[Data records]
——————————

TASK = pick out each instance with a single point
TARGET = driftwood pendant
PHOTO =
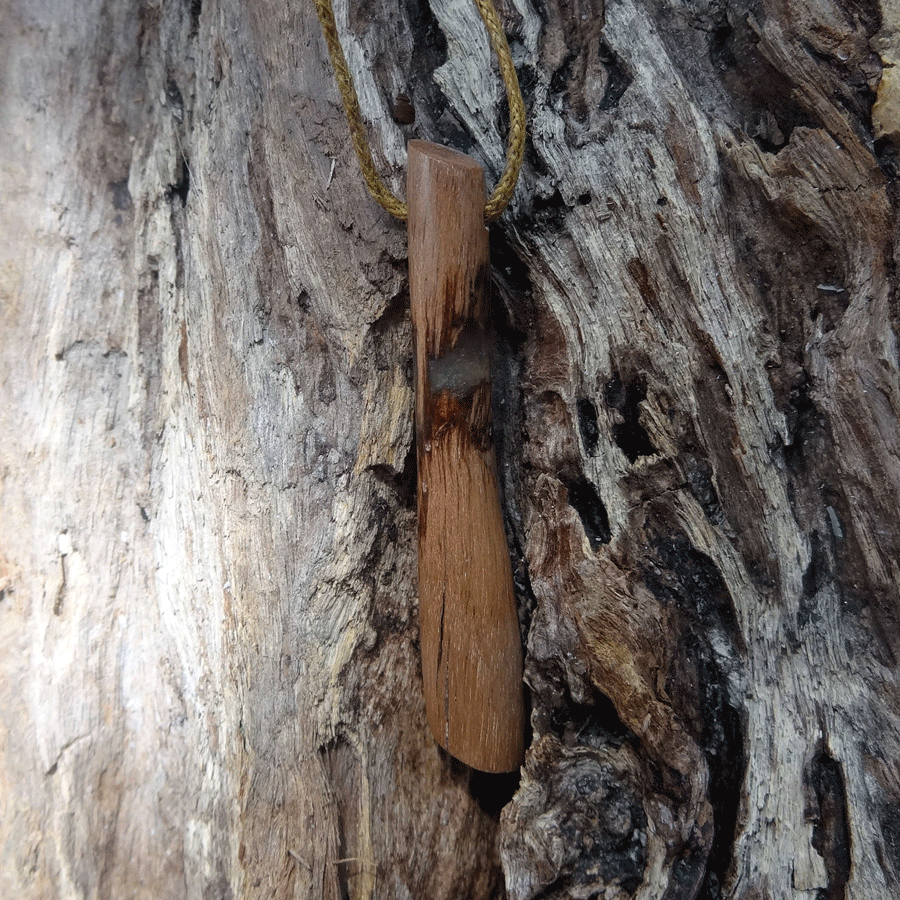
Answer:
(471, 645)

——————————

• **Your instructions**:
Please print each record above again exactly, but omit any pictures.

• **Solution to this task**:
TASK = pick out each instance with a single point
TARGET = driftwood pendant
PHOTO =
Answer:
(471, 645)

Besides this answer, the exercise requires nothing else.